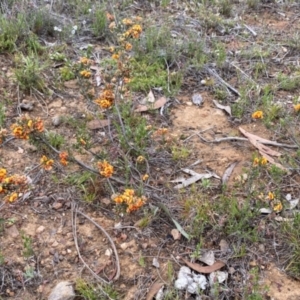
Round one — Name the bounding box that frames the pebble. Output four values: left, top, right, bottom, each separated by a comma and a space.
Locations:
48, 281, 75, 300
52, 115, 62, 126
36, 226, 46, 234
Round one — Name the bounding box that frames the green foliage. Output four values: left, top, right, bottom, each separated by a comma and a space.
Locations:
14, 53, 46, 92
219, 196, 260, 242
76, 279, 119, 300
129, 58, 168, 92
113, 103, 149, 156
280, 214, 300, 278
171, 145, 190, 161
60, 65, 76, 81
0, 103, 6, 127
277, 73, 300, 92
0, 13, 27, 52
45, 131, 65, 150
92, 8, 107, 37
21, 233, 34, 258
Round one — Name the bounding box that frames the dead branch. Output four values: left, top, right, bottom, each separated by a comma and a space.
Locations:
71, 202, 120, 284
204, 66, 240, 97
197, 134, 298, 149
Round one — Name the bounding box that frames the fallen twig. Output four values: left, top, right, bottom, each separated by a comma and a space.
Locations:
243, 23, 257, 37
197, 134, 298, 149
71, 202, 120, 283
204, 66, 240, 97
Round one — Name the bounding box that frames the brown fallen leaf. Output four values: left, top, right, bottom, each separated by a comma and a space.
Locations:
87, 119, 110, 130
239, 127, 286, 171
146, 282, 164, 300
180, 257, 225, 274
135, 97, 167, 112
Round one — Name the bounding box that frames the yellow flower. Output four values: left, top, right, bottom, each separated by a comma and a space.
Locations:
97, 160, 114, 178
260, 157, 268, 165
142, 174, 149, 181
272, 200, 283, 213
136, 156, 145, 163
106, 12, 114, 21
268, 192, 275, 200
8, 192, 18, 203
59, 151, 68, 166
294, 104, 300, 112
122, 18, 133, 26
40, 155, 54, 171
34, 118, 44, 132
94, 99, 112, 109
0, 168, 6, 181
154, 128, 168, 136
124, 42, 132, 51
27, 120, 33, 128
80, 57, 92, 65
252, 111, 263, 119
253, 157, 260, 166
80, 138, 86, 146
111, 53, 119, 60
109, 46, 115, 53
80, 70, 91, 78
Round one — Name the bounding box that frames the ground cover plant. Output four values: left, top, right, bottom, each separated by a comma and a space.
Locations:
1, 0, 300, 299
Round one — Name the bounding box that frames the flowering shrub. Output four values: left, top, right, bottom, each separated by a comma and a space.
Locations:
40, 155, 54, 171
11, 115, 44, 140
0, 168, 28, 203
59, 151, 68, 166
97, 160, 114, 178
94, 86, 115, 109
112, 189, 146, 213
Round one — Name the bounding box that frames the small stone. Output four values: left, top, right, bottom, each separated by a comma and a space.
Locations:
171, 229, 181, 241
249, 261, 257, 267
52, 202, 63, 210
5, 225, 19, 238
105, 248, 113, 256
48, 281, 75, 300
49, 249, 55, 255
61, 250, 67, 255
19, 101, 34, 111
258, 244, 265, 253
52, 241, 59, 248
228, 267, 235, 274
59, 255, 64, 261
141, 243, 148, 249
36, 226, 46, 234
101, 198, 111, 206
52, 115, 62, 126
219, 239, 229, 252
67, 249, 72, 254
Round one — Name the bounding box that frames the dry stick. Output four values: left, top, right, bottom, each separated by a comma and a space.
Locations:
32, 88, 49, 116
229, 62, 257, 84
197, 134, 299, 149
243, 24, 257, 37
204, 66, 241, 97
71, 203, 120, 283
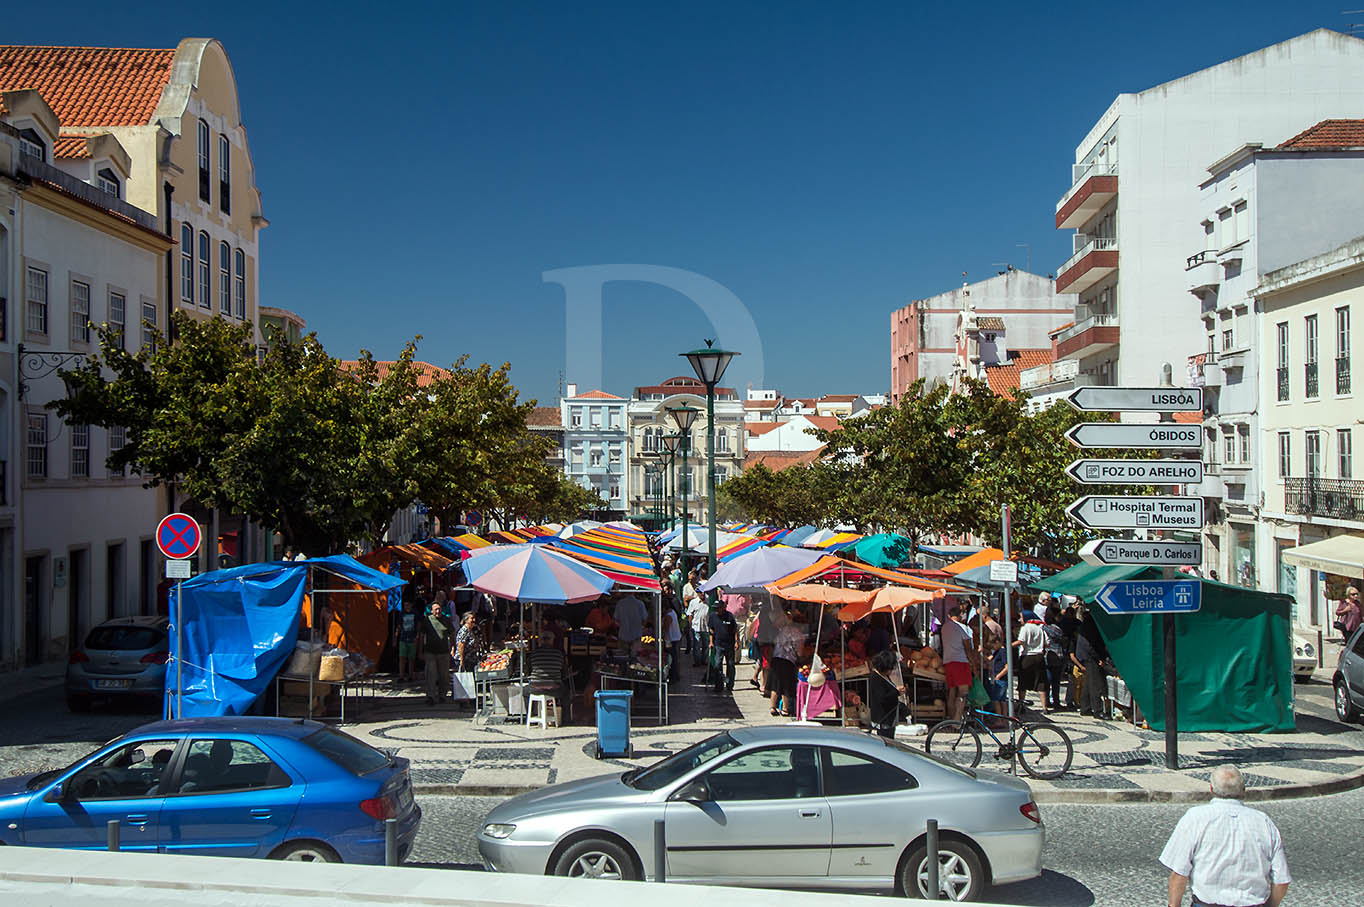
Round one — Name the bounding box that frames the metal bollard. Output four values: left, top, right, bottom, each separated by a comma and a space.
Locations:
925, 818, 939, 900
1318, 629, 1324, 668
653, 819, 667, 883
384, 817, 397, 866
107, 819, 120, 852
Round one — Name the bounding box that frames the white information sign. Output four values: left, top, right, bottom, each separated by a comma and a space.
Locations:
1065, 495, 1205, 530
1065, 459, 1203, 485
165, 559, 192, 579
1064, 423, 1201, 450
1079, 539, 1203, 567
988, 560, 1019, 583
1066, 386, 1203, 412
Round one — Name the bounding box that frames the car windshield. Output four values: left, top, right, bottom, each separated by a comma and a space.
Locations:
881, 737, 977, 778
625, 732, 740, 791
303, 727, 392, 776
85, 626, 163, 651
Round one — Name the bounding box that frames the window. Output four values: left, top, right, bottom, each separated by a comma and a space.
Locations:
609, 410, 621, 430
1223, 428, 1235, 465
1233, 201, 1248, 244
94, 167, 121, 198
608, 445, 621, 462
18, 127, 47, 161
234, 249, 246, 318
1339, 306, 1352, 395
705, 746, 820, 801
197, 119, 210, 202
69, 280, 91, 344
219, 241, 231, 314
1218, 208, 1233, 247
177, 739, 289, 795
590, 408, 602, 428
715, 465, 728, 486
26, 266, 48, 334
608, 483, 619, 500
570, 446, 583, 465
714, 427, 730, 453
109, 425, 126, 478
26, 412, 48, 478
1238, 424, 1250, 465
141, 299, 158, 351
303, 727, 390, 776
108, 292, 126, 349
628, 732, 739, 791
821, 748, 916, 798
570, 408, 582, 428
1306, 431, 1322, 478
197, 232, 210, 308
1341, 429, 1353, 480
69, 739, 179, 800
218, 134, 231, 214
1305, 314, 1319, 398
70, 423, 89, 479
1276, 322, 1289, 402
1278, 432, 1291, 479
589, 448, 603, 467
1222, 328, 1234, 352
180, 223, 194, 302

#### [Exercise objective]
The reply should hold every entry above, given again exactly, but not a single picture.

#### [Reply to the exercise]
Round one — Name the bounding box that frames the pebble. Output four values: left, top, right, bottom, each separated by a comma and a space.
Locations:
48, 281, 75, 300
52, 115, 62, 126
36, 226, 46, 234
Round one — Name the bounding box that frames the green foliage. Output four values: left, top, right, bottom, each separated by a comma and a space.
Locations:
14, 53, 46, 92
219, 196, 260, 242
76, 279, 119, 300
129, 58, 168, 92
113, 103, 149, 156
280, 214, 300, 278
171, 145, 190, 161
60, 65, 76, 81
0, 103, 6, 127
277, 73, 300, 92
0, 13, 27, 52
45, 131, 65, 150
92, 8, 107, 37
21, 233, 34, 258
Round one — Name the bounding box that frames the dead branch. Output four values: left, top, right, bottom, each separated by a comma and a space.
Locations:
71, 202, 120, 284
204, 66, 240, 97
197, 134, 298, 149
Round one — Name the bounding box that frames the fallen twig. Output four values: left, top, right, bottom, each separated by a comma and a space.
Locations:
243, 23, 257, 37
197, 134, 298, 149
71, 202, 120, 283
204, 66, 240, 97
Round one — Name the bounding box that frames the brown fallen leaf. Output four values: left, top, right, bottom, each separated by a comma and a space.
Locations:
87, 119, 110, 130
239, 127, 286, 171
146, 282, 164, 300
180, 257, 225, 274
135, 97, 167, 112
Round one — Name the bounding box that frames the yellow flower. Output four values: left, top, right, bottom, each separated by a comma and a space.
Locations:
97, 160, 114, 178
260, 157, 268, 165
142, 174, 149, 181
272, 200, 283, 213
136, 156, 145, 163
106, 12, 114, 21
268, 192, 275, 200
8, 192, 18, 203
59, 151, 68, 166
294, 104, 300, 112
122, 18, 133, 26
40, 155, 54, 171
34, 118, 44, 132
94, 99, 112, 109
0, 168, 6, 181
154, 128, 168, 136
124, 42, 132, 51
27, 120, 33, 128
80, 57, 92, 65
252, 111, 263, 119
253, 157, 260, 166
80, 138, 86, 146
111, 53, 119, 60
109, 46, 115, 53
80, 70, 91, 78
Round one — Name the bounding box that frames the ground cover plant. Output four values: left, top, right, bottom, each separated by a comma and a space.
Locations:
1, 0, 300, 299
Round one — Name the bounding box that frames the flowering shrub. Output four values: left, top, right, bottom, each separated by a comma and a space.
Locations:
40, 155, 54, 171
11, 115, 44, 140
0, 168, 28, 203
59, 151, 68, 166
97, 160, 114, 178
94, 86, 115, 109
112, 189, 146, 213
Round one — Name the bounding box that frames the small stone. Output four values: left, top, right, bottom, each separated by a comma and a space.
Locations:
171, 229, 181, 241
249, 261, 257, 267
52, 202, 63, 210
5, 225, 19, 238
105, 248, 113, 256
48, 281, 75, 300
49, 249, 55, 255
61, 250, 67, 255
19, 101, 34, 111
258, 244, 265, 253
52, 241, 59, 248
228, 267, 235, 274
59, 255, 64, 261
141, 243, 148, 249
36, 226, 46, 234
101, 198, 111, 206
52, 115, 62, 126
219, 239, 229, 252
67, 249, 72, 254
Round one — Name the bounding box that frames the dry stick. Output four values: left, top, right, bottom, each separated by a comma and a space.
Locations:
32, 88, 49, 116
229, 62, 257, 84
197, 134, 299, 149
243, 24, 257, 37
204, 66, 241, 97
71, 203, 120, 283
Round one — Name the bounding box that frames the metal bollard. Output four values: left, top, right, bottom, each separated by a comma and a space.
Locations:
925, 818, 939, 900
1318, 629, 1324, 668
653, 819, 667, 883
384, 817, 397, 866
107, 819, 120, 852
Round one — Name the bounding box that frames the white information sign. Output four values: left, top, right, bottom, each separated by a comma and a space.
Locations:
1065, 495, 1205, 530
1065, 459, 1203, 485
165, 559, 192, 579
1064, 423, 1201, 450
1079, 539, 1203, 567
988, 560, 1019, 583
1066, 386, 1203, 412
Round one — Name the bounding box that frames the car windshield. Output four values: left, top, right, bottom, each separated by a comma and a space.
Locations:
881, 737, 977, 778
625, 732, 740, 791
303, 727, 392, 776
85, 626, 163, 651
Round one — Name the bounding box that frames the window. Output four values: left, top, right, bottom, each separated by a comma and a space.
Locations:
609, 410, 621, 430
1223, 428, 1235, 465
1233, 201, 1248, 244
94, 167, 121, 198
608, 445, 621, 462
18, 127, 47, 161
234, 249, 246, 318
1339, 306, 1352, 395
705, 746, 820, 801
197, 119, 210, 202
69, 280, 91, 344
219, 241, 231, 314
1218, 208, 1233, 247
177, 739, 289, 795
590, 408, 602, 428
715, 465, 728, 486
26, 266, 48, 334
608, 483, 619, 500
570, 446, 583, 465
714, 427, 730, 453
109, 425, 126, 478
26, 412, 48, 478
1238, 424, 1250, 465
141, 299, 158, 351
303, 727, 390, 776
108, 292, 126, 349
628, 732, 739, 791
821, 748, 916, 798
570, 408, 582, 428
1306, 431, 1322, 478
197, 232, 210, 308
1341, 429, 1353, 480
69, 739, 179, 800
218, 134, 231, 214
1305, 314, 1319, 398
70, 423, 89, 479
1276, 322, 1289, 402
1278, 432, 1291, 479
589, 448, 603, 467
1222, 328, 1234, 352
180, 223, 194, 302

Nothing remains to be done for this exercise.